Reading text
########

# Wooden door surround



## billybuntus (15 Apr 2013)

I'm planning to replace our front door surround which incorporates two upright square columns and a canopy with a 3 feet deep panelled reveal.

I was initially planning to use marine ply and mouldings but having suffered with ply de laminating I'm now thinking redwood or similar may be the way to go.

Any suggestions?

thanks


----------



## billybuntus (15 Apr 2013)

Its also fully south facing...


----------



## hanser (16 Apr 2013)

Any chance of a photo?


----------



## billybuntus (16 Apr 2013)

Not the best picture but you get the idea.







I have an old timber door with large bolection mouldings to fit which is around 32" wide which will look far better than the skinny modern timber door that's fitted.

The stone cladding is going also.

You can't really see the depth but inside the reveal its all panelled.


----------



## AndyT (17 Apr 2013)

It's still a bit hard to tell how much you are wanting to replace. I think you are saying that the door is about three feet back from the front face of the columns, and that the sides of that space are lined with timber panelling, which is what you want to replace.

If that's so, and your intention is to get some of the period appearance back, then I'd say that replacing it with something as close as possible to the original is the way to go. Even under paint, plywood with planted on mouldings never looks right.

Are the surfaces of the panels flush; set back with a square edge to the stiles and rails; or with a moulded/beaded edge?


----------



## billybuntus (17 Apr 2013)

Sorry. I've now got decent pics.

The whole thing is rotten so I'll be removing the whole lot so I can change the door casing and fit the wider and taller door.

I've acquired a couple of nice corbels for the canopy.

The steps leading to it are also knackered and will be fully replaced. I hope to hide that huge electrical cable while I'm on.

The front of the house will be rendered in time.


















Thanks


----------



## AndyT (17 Apr 2013)

That's quite a stylish doorway, well worth the effort to reproduce it again. Old books from the period will help, but your best guide to how to do it will be the old work itself, carefully dismantled and measured. 

This may help a bit: (and the following few pages)

http://www.archive.org/stream/cassellscarpentr00hasl#page/344/mode/2up


----------



## billybuntus (18 Apr 2013)

Thanks Andy.

I hadn't even thought of looking how it was assembled. It's presumably a fair age so I can't go too far wrong reproducing it.

The first detail I'll be changing is the bottom section. I'll have the local stone place make up a pair of stone 'feet' for want of a better word to stop the splahback from rain etc rotting it. Not sure yet If I'll paint the stone to blend it in with the joinery work.

########

Data lines

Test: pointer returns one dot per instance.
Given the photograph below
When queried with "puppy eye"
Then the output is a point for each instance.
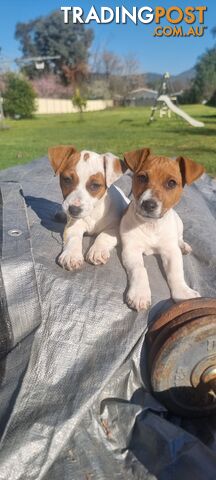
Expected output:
(171, 184)
(94, 186)
(67, 180)
(143, 178)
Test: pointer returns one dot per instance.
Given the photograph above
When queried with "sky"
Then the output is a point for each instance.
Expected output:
(154, 54)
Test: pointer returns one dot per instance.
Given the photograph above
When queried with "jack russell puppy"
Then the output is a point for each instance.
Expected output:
(90, 207)
(151, 226)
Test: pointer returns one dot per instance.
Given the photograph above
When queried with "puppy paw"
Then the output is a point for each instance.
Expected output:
(97, 256)
(138, 299)
(70, 261)
(184, 293)
(185, 248)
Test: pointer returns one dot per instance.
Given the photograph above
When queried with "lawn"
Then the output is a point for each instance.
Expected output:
(116, 130)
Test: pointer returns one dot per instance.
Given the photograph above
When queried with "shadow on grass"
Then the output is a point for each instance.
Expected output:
(207, 116)
(126, 120)
(209, 132)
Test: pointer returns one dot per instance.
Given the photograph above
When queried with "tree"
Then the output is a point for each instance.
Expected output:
(49, 36)
(19, 96)
(79, 102)
(212, 101)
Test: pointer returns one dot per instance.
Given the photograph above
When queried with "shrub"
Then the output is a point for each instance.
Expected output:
(19, 97)
(79, 101)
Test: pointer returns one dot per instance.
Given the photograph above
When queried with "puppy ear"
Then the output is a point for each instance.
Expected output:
(189, 169)
(114, 168)
(135, 159)
(58, 155)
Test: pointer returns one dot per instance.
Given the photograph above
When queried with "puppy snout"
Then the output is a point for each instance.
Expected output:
(74, 210)
(149, 205)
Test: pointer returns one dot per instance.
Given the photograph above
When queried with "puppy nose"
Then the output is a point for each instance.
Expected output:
(74, 210)
(149, 205)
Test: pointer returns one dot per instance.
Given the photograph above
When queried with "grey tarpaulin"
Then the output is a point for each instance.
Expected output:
(74, 397)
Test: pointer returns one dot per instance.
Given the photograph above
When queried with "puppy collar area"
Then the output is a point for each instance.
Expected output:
(145, 14)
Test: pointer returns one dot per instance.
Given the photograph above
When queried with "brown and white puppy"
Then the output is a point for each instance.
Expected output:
(151, 226)
(90, 208)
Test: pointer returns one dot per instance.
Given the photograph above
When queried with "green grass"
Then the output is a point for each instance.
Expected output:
(117, 130)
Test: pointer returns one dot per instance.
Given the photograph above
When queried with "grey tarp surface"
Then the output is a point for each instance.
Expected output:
(74, 403)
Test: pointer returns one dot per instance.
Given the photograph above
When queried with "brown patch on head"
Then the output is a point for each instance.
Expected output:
(64, 160)
(86, 156)
(189, 169)
(96, 185)
(162, 176)
(118, 166)
(68, 181)
(113, 167)
(59, 156)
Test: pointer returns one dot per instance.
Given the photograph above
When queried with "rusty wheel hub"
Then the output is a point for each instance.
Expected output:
(181, 347)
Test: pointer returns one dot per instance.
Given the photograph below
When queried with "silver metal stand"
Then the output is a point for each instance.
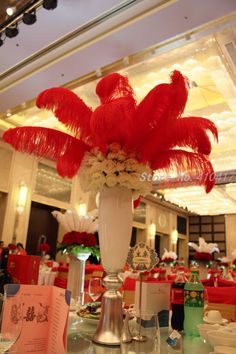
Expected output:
(139, 337)
(111, 320)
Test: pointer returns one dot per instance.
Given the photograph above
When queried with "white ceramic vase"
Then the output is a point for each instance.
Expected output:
(115, 227)
(203, 270)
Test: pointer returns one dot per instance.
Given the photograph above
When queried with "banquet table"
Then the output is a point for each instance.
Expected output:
(80, 341)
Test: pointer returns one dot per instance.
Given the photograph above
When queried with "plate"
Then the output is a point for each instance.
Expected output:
(223, 321)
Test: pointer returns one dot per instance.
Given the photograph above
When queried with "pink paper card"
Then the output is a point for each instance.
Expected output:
(45, 315)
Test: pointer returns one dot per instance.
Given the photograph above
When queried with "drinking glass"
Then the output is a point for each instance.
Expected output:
(11, 319)
(95, 288)
(206, 300)
(144, 330)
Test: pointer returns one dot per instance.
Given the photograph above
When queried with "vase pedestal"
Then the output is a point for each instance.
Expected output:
(76, 276)
(111, 322)
(114, 226)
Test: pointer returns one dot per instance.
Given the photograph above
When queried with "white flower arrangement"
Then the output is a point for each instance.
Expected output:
(71, 221)
(204, 247)
(116, 168)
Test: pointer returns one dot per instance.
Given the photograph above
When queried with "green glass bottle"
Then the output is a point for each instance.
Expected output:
(193, 304)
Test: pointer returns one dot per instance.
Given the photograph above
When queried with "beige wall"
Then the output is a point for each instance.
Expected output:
(23, 167)
(230, 232)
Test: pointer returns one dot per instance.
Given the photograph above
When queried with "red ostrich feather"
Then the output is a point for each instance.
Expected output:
(68, 108)
(153, 130)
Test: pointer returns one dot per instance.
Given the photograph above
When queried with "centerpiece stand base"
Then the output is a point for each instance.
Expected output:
(110, 326)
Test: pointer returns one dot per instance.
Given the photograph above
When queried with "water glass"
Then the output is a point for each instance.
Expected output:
(95, 288)
(145, 332)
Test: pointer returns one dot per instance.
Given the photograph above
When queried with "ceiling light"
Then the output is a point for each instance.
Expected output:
(11, 31)
(29, 18)
(10, 10)
(50, 4)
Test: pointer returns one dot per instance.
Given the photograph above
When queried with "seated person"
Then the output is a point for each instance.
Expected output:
(20, 249)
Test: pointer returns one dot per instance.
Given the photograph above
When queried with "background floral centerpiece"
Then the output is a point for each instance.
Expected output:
(223, 262)
(203, 255)
(204, 250)
(79, 237)
(116, 149)
(168, 257)
(79, 242)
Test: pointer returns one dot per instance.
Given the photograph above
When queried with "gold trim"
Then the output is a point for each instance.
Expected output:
(76, 33)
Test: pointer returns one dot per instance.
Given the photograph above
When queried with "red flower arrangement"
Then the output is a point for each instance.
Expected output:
(202, 256)
(11, 247)
(152, 133)
(44, 247)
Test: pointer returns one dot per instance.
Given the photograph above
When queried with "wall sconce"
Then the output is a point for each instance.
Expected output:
(22, 197)
(174, 236)
(82, 209)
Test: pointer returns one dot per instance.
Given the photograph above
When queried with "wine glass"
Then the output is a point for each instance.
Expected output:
(95, 288)
(11, 320)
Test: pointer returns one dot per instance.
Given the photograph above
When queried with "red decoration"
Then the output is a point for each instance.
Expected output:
(150, 130)
(167, 260)
(11, 247)
(136, 202)
(80, 238)
(202, 256)
(44, 247)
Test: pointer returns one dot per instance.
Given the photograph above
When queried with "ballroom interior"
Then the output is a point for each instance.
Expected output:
(74, 46)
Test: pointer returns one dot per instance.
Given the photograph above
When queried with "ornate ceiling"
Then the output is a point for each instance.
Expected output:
(208, 61)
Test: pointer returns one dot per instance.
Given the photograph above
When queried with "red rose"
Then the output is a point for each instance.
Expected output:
(202, 256)
(168, 260)
(12, 247)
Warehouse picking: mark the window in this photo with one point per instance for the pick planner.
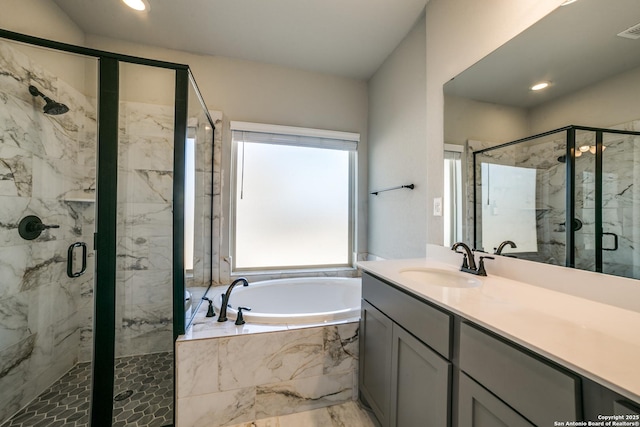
(292, 199)
(452, 194)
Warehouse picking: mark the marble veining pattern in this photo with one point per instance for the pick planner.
(43, 159)
(232, 379)
(349, 414)
(620, 197)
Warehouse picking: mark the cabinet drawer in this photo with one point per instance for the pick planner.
(479, 408)
(427, 323)
(524, 382)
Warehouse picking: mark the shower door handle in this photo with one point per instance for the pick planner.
(70, 254)
(615, 242)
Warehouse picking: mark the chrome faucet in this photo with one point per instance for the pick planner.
(469, 262)
(225, 298)
(500, 248)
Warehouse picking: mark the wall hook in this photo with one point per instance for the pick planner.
(410, 187)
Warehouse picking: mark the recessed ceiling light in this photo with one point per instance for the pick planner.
(540, 86)
(139, 5)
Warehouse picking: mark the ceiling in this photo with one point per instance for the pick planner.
(347, 38)
(573, 47)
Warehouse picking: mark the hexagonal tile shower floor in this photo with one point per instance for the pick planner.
(143, 396)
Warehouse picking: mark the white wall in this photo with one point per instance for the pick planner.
(459, 33)
(397, 151)
(466, 119)
(608, 103)
(43, 18)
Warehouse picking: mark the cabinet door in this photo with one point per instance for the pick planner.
(419, 383)
(375, 360)
(479, 408)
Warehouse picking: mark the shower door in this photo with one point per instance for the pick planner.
(620, 247)
(48, 134)
(607, 202)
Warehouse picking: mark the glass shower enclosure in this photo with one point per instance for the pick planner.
(568, 197)
(93, 178)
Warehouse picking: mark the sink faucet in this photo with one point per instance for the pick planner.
(225, 298)
(469, 262)
(500, 248)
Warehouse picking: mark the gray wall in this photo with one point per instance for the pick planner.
(397, 150)
(459, 33)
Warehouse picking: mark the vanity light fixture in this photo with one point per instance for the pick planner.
(139, 5)
(539, 86)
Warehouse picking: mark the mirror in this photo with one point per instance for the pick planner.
(589, 54)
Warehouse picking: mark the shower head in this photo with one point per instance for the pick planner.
(51, 107)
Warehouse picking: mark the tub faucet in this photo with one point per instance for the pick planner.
(469, 262)
(225, 298)
(500, 248)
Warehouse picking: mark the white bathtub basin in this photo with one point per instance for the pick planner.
(296, 301)
(438, 277)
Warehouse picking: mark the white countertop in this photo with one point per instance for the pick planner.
(596, 340)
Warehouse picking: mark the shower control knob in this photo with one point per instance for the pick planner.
(30, 227)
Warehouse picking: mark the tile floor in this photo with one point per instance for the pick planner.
(143, 396)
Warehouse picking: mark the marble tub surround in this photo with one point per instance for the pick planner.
(345, 415)
(241, 378)
(594, 339)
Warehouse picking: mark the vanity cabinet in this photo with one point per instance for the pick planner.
(423, 366)
(402, 378)
(375, 368)
(477, 407)
(540, 392)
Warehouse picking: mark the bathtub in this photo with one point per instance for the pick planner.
(296, 301)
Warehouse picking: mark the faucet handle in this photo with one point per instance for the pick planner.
(465, 263)
(481, 269)
(240, 319)
(210, 312)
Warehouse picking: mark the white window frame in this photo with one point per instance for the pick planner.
(298, 139)
(455, 219)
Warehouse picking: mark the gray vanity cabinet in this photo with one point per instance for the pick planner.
(419, 383)
(479, 408)
(375, 360)
(541, 392)
(405, 381)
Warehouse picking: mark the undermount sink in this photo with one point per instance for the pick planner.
(444, 278)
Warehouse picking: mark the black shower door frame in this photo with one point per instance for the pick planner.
(103, 364)
(570, 208)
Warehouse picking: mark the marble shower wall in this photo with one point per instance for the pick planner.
(621, 197)
(47, 164)
(144, 316)
(235, 379)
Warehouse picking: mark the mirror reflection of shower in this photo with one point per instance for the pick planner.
(51, 107)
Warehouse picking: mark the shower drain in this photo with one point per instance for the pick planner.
(124, 395)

########

Retype the passage of the door-surround thread above, from "I was initially" up to and including "be the way to go.", with no changes.

I was initially planning to use marine ply and mouldings but having suffered with ply de laminating I'm now thinking redwood or similar may be the way to go.